WORK REQUIRED →
Word for word, restate every line of the material.

** start of LISTED ENTRIES **

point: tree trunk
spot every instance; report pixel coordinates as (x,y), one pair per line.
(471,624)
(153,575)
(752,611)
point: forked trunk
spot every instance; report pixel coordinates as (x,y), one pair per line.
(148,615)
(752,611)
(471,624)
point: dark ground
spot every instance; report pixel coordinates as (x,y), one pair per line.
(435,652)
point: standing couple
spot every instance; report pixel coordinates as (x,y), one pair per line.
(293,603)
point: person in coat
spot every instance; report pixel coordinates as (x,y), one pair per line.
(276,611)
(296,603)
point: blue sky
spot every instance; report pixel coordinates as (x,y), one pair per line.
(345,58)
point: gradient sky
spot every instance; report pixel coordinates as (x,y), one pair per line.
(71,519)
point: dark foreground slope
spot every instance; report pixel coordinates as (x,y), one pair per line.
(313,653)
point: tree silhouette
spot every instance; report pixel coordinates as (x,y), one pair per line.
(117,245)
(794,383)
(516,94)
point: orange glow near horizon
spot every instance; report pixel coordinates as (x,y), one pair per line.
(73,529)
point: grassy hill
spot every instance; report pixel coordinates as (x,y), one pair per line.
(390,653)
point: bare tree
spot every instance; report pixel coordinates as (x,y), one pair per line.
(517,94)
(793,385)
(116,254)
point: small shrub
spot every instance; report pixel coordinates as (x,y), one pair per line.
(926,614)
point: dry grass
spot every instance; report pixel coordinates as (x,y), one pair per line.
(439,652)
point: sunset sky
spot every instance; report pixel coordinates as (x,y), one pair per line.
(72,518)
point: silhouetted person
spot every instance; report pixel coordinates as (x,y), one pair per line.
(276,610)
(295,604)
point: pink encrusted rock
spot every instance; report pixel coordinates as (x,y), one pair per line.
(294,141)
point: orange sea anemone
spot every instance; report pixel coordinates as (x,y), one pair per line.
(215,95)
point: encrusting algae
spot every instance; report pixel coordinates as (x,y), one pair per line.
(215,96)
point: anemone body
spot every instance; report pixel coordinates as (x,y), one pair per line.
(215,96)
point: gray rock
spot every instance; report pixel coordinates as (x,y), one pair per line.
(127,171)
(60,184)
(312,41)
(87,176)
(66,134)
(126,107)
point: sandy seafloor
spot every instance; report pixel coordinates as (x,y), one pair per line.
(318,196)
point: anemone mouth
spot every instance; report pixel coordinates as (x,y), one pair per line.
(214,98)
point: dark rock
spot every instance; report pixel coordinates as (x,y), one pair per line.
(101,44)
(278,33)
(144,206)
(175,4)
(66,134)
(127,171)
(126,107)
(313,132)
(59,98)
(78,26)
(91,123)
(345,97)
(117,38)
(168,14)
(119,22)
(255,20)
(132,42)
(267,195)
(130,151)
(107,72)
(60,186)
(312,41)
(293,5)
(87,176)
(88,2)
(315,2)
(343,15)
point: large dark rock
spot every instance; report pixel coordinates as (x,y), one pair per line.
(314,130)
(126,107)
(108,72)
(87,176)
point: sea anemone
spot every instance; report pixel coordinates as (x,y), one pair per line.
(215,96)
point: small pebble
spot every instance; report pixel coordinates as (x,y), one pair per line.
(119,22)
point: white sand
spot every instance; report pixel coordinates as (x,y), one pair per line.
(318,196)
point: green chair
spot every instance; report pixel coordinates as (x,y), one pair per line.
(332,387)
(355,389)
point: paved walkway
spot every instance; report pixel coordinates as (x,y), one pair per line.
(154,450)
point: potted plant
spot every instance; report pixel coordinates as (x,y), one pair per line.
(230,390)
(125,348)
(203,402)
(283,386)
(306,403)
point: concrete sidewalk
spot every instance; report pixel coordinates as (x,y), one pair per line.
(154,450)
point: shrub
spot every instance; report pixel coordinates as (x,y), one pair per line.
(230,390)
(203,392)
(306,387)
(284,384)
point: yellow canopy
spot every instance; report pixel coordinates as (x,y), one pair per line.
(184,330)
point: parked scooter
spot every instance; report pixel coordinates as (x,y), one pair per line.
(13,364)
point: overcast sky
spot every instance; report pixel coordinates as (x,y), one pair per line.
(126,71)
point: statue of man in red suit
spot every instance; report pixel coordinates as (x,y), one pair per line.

** end of LISTED ENTRIES **

CORRECT ANSWER →
point: tree trunk
spot every instance; report pixel coordinates as (x,y), one pair per line.
(471,624)
(153,575)
(752,611)
point: forked trunk
spot every instance; report pixel coordinates as (x,y), one pair per line.
(148,615)
(752,611)
(471,624)
point: dark ground
spot every instance; report pixel coordinates as (x,y), one pair per line.
(435,652)
point: standing couple
spot every instance; report pixel coordinates as (x,y), one pair per line.
(293,603)
point: person in coat
spot every instance; report pixel coordinates as (x,y), one pair per line.
(276,611)
(296,603)
point: blue sky
spot every instance; report pixel coordinates as (x,y), one pair per line.
(345,58)
point: gradient sky
spot every instance; report pixel coordinates as (x,y), one pair per line.
(71,519)
point: dark foreground slope
spot every instance; report pixel coordinates as (x,y), one pair per line.
(313,653)
point: tree silhouette
spot every instance; report pixel coordinates as (x,y), one pair per line.
(117,245)
(794,383)
(516,94)
point: orange glow near horizon
spot every instance; report pixel coordinates as (x,y), one pair per line.
(73,529)
point: grassy hill
spot every instance; report pixel coordinates as (x,y), one pair per line.
(390,653)
point: bare tree
spot every instance; report pixel coordinates as (x,y), one pair per line.
(517,94)
(793,385)
(116,254)
point: small shrub
spot every instance; report pixel coordinates as (x,y), one pair per line.
(926,614)
point: dry grass
spot every instance; report pixel coordinates as (x,y), one pair per line.
(439,652)
point: sunset sky
spot every instance; report pixel coordinates as (x,y), one pair per line.
(72,518)
point: silhouetted person
spot every instance; report pixel coordinates as (x,y), one pair per line.
(276,610)
(295,604)
point: pink encrusted rock
spot every instance; report pixel coordinates as (x,y), one pair per line.
(294,141)
point: orange sea anemone
spot every instance; report pixel coordinates as (x,y), one pair per line.
(215,95)
point: encrusting algae
spot every instance; report pixel coordinates as (x,y), one pair per line.
(215,96)
point: anemone body
spot every instance; report pixel coordinates as (x,y), one pair per line.
(215,96)
point: gray rock
spot every instance; report pixel coordinates as (x,y), one pair per line.
(127,171)
(60,184)
(312,41)
(87,176)
(66,134)
(126,107)
point: sandy seafloor
spot every instance; report pixel coordinates as (x,y), one pair per line.
(318,196)
point: anemone mouth
spot every instance; report pixel coordinates as (x,y), one pair per line.
(214,98)
point: dark rock
spot every instance; report pixel coordinates as (x,y), one pair per line.
(101,44)
(278,33)
(144,206)
(175,4)
(66,134)
(127,171)
(126,107)
(313,132)
(59,98)
(78,26)
(91,123)
(345,97)
(117,38)
(168,14)
(119,22)
(255,20)
(132,42)
(267,195)
(130,151)
(107,72)
(60,186)
(312,41)
(293,5)
(87,176)
(88,2)
(315,2)
(343,15)
point: large dark rock
spot every instance; report pixel coordinates as (x,y), one pair per line.
(314,130)
(126,107)
(108,72)
(87,176)
point: sea anemone
spot every instance; report pixel coordinates as (x,y), one pair per line.
(215,96)
point: small pebble
spot every instance; report pixel coordinates as (x,y), one pair per line.
(119,22)
point: white sand
spot every instance; report pixel coordinates as (x,y), one pair per line.
(318,196)
point: green chair
spot every instance; report pixel coordinates as (x,y), one pair per line.
(332,387)
(355,389)
point: paved walkway
spot every instance; report pixel coordinates as (x,y), one pair per line.
(154,450)
point: potted plant
spot every instance; report pixel coordinates as (x,y), one pair per line.
(230,390)
(125,348)
(203,402)
(283,386)
(306,403)
point: concrete sidewalk
spot every instance; report pixel coordinates as (x,y), one pair per line.
(154,450)
point: shrub
spot every instance; report pixel coordinates as (x,y), one pair per line.
(230,390)
(203,392)
(306,387)
(284,384)
point: yellow canopy
spot every instance; report pixel coordinates as (x,y), one pair per line.
(184,330)
point: parked scooter
spot every instance; report pixel coordinates as (x,y), one pair per line.
(13,364)
point: overcast sky
spot every instance; report pixel coordinates as (x,y), one pair per line.
(126,71)
point: statue of man in red suit
spot every instance; report pixel coordinates as (x,y), one pair per line.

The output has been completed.